Among the records that follow, set down only the lines from the one containing "of the shoreline" to the one containing "of the union", both included, exactly.

Data entries:

****************************************

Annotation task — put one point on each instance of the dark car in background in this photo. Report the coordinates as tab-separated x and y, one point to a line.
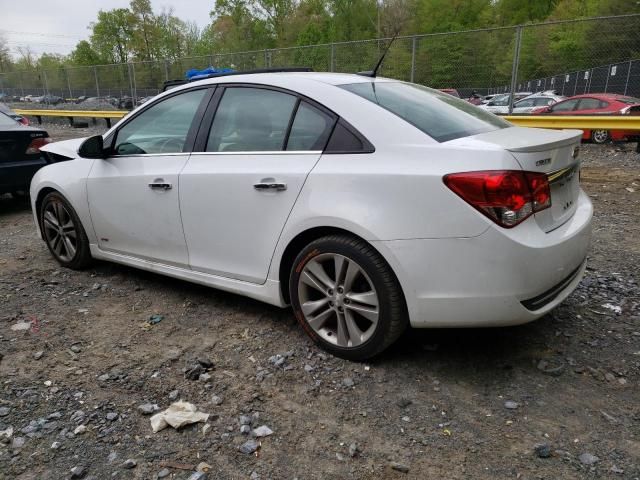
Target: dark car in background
18	118
20	155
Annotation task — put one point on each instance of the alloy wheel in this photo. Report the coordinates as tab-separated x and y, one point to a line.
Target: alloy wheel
338	300
600	136
60	232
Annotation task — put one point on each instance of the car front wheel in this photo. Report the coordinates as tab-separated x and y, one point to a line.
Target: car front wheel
599	136
63	232
346	297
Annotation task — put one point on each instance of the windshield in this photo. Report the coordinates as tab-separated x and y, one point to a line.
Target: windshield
437	114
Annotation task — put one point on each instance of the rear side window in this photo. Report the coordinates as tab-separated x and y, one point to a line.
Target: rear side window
565	106
6	120
589	104
251	120
162	128
437	114
310	130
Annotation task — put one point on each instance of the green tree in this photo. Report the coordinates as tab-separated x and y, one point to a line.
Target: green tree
113	33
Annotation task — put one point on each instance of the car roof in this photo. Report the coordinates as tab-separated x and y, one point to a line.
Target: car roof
609	96
323	77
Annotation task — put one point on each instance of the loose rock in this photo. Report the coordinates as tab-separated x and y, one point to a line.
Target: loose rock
588	459
543	450
399	467
249	446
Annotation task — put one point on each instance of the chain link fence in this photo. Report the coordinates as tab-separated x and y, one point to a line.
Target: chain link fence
572	57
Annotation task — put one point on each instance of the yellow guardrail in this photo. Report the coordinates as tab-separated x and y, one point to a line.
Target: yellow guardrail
602	122
71	114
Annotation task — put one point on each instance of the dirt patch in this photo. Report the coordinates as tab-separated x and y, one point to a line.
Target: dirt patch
442	404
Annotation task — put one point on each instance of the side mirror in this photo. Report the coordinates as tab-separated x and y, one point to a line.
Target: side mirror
92	147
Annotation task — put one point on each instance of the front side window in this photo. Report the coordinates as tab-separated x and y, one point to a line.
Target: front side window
162	128
565	106
437	114
251	120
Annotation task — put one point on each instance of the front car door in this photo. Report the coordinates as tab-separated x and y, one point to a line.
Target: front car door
133	194
237	193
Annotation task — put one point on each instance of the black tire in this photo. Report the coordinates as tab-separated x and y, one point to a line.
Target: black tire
20	195
391	308
600	136
81	258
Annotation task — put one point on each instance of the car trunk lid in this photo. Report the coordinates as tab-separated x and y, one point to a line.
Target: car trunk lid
553	152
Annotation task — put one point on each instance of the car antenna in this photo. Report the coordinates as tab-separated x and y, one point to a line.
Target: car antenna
373	73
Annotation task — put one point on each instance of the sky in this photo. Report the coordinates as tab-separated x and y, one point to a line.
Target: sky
55	26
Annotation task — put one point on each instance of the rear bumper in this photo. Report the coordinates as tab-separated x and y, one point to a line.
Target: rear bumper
501	277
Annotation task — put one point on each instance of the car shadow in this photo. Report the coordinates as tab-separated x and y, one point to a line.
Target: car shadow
10	205
449	350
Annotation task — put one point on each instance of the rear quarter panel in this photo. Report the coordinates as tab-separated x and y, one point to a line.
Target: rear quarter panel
69	179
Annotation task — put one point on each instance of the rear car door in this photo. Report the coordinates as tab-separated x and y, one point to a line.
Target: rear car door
590	106
237	192
133	194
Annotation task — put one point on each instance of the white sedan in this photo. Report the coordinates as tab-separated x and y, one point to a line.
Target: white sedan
367	204
525	105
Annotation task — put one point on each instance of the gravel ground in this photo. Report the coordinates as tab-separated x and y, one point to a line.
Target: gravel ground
554	399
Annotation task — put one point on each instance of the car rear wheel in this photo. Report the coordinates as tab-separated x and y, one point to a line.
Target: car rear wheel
346	297
63	232
599	136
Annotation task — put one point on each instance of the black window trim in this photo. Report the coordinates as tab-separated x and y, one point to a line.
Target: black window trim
190	140
206	123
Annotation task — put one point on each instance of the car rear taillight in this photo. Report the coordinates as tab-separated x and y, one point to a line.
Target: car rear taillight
507	197
36	144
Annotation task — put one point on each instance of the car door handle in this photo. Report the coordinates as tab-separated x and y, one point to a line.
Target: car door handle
279	187
160	186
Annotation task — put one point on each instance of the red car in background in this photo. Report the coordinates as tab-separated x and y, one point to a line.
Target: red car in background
598	104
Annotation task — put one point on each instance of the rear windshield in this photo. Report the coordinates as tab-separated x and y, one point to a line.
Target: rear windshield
437	114
629	100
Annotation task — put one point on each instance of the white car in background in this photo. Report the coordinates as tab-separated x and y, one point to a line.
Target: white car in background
524	105
367	204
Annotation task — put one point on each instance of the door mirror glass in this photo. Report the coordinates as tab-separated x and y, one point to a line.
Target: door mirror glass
92	147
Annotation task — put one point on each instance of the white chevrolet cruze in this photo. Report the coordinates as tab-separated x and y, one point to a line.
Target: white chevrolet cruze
368	204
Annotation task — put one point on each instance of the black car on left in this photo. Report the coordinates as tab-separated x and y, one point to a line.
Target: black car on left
20	155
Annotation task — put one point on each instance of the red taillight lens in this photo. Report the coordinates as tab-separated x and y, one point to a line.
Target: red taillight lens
507	197
36	144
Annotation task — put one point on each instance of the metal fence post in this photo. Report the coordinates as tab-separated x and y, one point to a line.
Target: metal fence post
66	74
414	41
45	83
95	74
514	67
626	85
332	65
130	81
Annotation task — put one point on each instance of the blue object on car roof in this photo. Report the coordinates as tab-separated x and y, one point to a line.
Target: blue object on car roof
195	74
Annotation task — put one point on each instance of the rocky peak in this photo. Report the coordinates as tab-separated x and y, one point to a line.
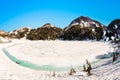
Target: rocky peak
84	21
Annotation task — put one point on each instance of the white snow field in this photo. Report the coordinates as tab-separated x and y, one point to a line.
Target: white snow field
57	56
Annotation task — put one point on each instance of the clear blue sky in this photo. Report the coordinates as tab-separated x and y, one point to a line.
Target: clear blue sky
35	13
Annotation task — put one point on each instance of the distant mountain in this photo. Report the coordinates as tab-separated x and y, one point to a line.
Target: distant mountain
46	32
83	28
3	33
19	33
84	21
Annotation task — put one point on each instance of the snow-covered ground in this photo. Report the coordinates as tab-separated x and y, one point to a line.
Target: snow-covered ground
57	53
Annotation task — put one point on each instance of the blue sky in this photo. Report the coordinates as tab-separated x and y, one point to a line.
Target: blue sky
35	13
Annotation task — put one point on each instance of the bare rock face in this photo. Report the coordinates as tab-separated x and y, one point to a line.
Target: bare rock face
83	28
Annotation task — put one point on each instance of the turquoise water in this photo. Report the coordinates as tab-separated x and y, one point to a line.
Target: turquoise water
43	67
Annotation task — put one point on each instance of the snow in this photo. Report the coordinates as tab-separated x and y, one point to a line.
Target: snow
59	53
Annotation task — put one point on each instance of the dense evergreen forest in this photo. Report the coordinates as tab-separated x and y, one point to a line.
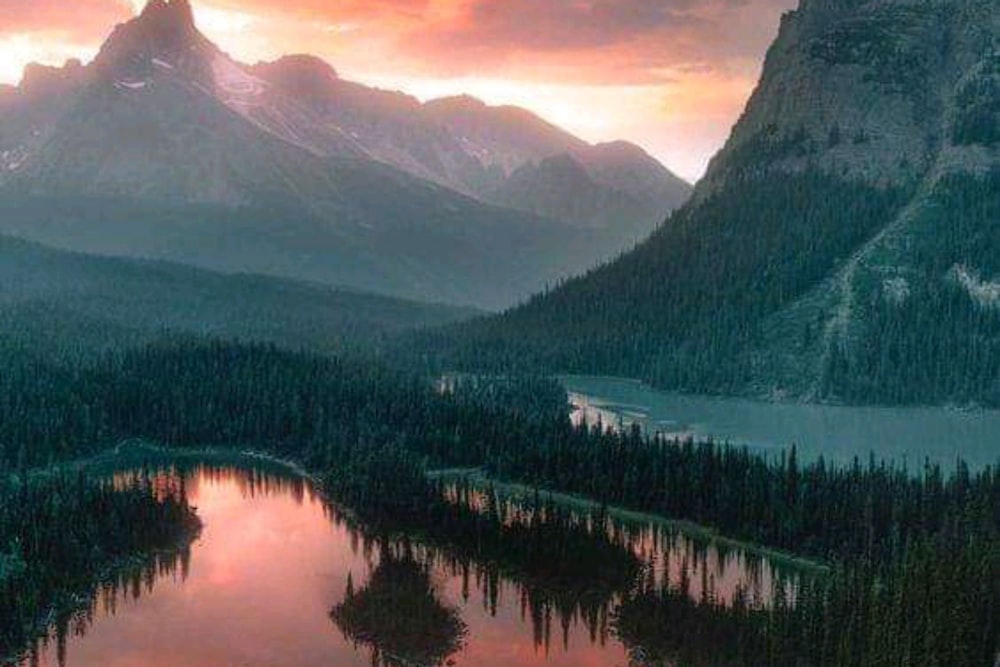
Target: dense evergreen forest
371	433
60	532
739	280
678	310
941	342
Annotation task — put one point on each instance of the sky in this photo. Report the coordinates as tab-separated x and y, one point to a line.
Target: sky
669	75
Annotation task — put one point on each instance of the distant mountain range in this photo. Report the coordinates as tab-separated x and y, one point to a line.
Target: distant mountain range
165	147
55	303
844	245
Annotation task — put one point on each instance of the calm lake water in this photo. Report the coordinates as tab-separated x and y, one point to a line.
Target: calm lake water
908	435
278	578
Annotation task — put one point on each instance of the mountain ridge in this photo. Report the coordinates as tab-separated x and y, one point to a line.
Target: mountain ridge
163	119
842	247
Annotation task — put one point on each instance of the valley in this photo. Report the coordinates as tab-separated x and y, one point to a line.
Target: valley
297	370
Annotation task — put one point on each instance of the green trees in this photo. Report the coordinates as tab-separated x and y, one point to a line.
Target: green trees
57	533
914	555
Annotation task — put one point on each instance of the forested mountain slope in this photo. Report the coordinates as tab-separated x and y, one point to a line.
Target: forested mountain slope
55	303
844	246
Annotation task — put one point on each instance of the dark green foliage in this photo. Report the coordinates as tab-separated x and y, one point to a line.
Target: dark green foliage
915	557
677	310
941	342
54	302
977	118
886	41
399	617
57	533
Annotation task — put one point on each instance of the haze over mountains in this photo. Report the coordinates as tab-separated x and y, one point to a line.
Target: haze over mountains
164	147
843	246
55	304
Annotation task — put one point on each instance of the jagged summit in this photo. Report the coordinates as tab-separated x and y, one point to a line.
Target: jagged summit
304	76
169	16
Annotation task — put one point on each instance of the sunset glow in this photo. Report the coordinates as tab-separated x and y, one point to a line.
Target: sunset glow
671	75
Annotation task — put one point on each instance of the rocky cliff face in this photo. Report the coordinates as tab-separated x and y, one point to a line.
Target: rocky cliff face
844	245
891	93
865	89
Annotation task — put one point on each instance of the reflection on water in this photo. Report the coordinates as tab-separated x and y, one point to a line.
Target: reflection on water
279	578
903	435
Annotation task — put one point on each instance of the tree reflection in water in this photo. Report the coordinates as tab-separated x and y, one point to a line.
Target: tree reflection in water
398	615
424	589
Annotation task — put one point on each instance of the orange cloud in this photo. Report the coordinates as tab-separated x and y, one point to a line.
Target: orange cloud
671	75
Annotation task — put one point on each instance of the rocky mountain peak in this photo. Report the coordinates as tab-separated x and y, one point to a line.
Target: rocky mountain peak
164	32
168	17
304	76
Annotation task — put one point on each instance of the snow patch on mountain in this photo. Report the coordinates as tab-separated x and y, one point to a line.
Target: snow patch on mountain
131	85
985	293
12	159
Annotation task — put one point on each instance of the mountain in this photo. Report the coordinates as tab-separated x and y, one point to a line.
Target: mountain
843	246
483	151
57	302
166	148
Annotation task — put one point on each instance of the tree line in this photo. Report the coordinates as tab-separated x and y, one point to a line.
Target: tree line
892	537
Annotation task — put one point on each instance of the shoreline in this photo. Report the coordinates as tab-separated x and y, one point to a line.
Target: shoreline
695	531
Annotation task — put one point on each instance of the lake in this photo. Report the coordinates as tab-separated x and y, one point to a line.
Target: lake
280	578
905	435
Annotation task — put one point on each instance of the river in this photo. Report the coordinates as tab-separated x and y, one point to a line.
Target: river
903	435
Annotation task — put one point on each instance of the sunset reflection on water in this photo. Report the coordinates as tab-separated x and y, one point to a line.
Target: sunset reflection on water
273	560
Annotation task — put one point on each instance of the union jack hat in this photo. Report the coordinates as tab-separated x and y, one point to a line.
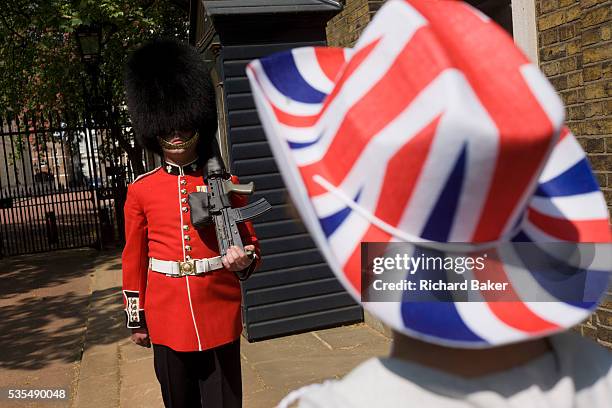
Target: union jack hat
434	128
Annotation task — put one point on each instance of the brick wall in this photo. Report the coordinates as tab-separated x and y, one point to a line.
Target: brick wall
344	29
575	53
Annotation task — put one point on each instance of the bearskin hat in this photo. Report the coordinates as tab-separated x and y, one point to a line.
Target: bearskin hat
168	88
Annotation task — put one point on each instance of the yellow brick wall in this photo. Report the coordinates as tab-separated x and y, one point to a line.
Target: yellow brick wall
575	51
344	29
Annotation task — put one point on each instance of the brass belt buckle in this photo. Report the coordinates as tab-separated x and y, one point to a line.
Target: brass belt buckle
187	268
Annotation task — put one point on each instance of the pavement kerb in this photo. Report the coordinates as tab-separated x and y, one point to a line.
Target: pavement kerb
98	382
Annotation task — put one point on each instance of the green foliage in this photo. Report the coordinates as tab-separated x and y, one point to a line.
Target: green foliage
40	66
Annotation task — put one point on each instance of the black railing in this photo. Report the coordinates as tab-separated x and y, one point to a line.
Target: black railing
63	180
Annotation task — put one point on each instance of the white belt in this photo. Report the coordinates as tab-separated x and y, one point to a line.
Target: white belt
191	267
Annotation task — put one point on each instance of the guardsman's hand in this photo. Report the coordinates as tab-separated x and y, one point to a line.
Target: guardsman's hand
236	259
140	336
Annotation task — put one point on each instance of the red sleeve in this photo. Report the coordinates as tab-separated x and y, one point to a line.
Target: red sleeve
247	232
135	261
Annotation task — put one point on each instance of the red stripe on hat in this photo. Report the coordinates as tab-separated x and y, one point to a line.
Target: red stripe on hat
491	63
331	61
507	305
400	179
383	103
519	316
402	174
596	230
293	120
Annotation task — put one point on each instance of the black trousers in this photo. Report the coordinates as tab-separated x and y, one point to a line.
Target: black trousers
199	379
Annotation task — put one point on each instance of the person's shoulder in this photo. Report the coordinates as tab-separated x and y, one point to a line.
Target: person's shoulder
145	176
362	387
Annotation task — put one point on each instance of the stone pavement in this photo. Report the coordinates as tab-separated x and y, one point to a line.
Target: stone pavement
63	324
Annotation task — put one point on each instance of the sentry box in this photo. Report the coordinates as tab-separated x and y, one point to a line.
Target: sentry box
294	290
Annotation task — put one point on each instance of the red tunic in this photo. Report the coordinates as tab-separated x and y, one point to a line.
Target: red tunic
189	313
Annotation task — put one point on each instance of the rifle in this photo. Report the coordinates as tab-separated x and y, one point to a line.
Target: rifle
214	206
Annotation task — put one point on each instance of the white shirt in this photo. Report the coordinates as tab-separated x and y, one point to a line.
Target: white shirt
576	373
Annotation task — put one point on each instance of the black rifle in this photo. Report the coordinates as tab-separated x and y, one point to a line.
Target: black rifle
214	206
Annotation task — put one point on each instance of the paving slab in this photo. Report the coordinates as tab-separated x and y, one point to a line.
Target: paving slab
44	303
68	308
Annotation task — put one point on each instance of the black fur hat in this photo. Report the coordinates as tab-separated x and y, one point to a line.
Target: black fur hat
168	88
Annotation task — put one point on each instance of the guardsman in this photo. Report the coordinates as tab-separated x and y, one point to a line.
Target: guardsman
180	295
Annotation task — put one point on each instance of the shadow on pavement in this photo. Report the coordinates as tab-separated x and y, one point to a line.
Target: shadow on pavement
44	306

****************************************

» Answer for the task:
Annotation task — put one point on each instance of the shoreline in this photo. Report the coordinates as tab-separated x and y, one point to a line.
Target: shoreline
695	531
Annotation task — put one point on each instance of the lake in this photo. Report the coordinates as tab-separated x and y, one point to a line.
Target: lake
280	578
905	435
Annotation task — put one point on each instance of the river in this photo. Report the coordinates as tab-separated x and y, one point to a line.
Target: river
903	435
Annotation task — put one point on each instance of the sunset reflection on water in this photo. Report the coordinates as tab-separated x and y, one point to a line.
Target: sunset reflection on water
273	560
Annotation task — put one point on each instance of the union jack hat in this photo. Report the coordinates as tab-separated x and y, one point to a line.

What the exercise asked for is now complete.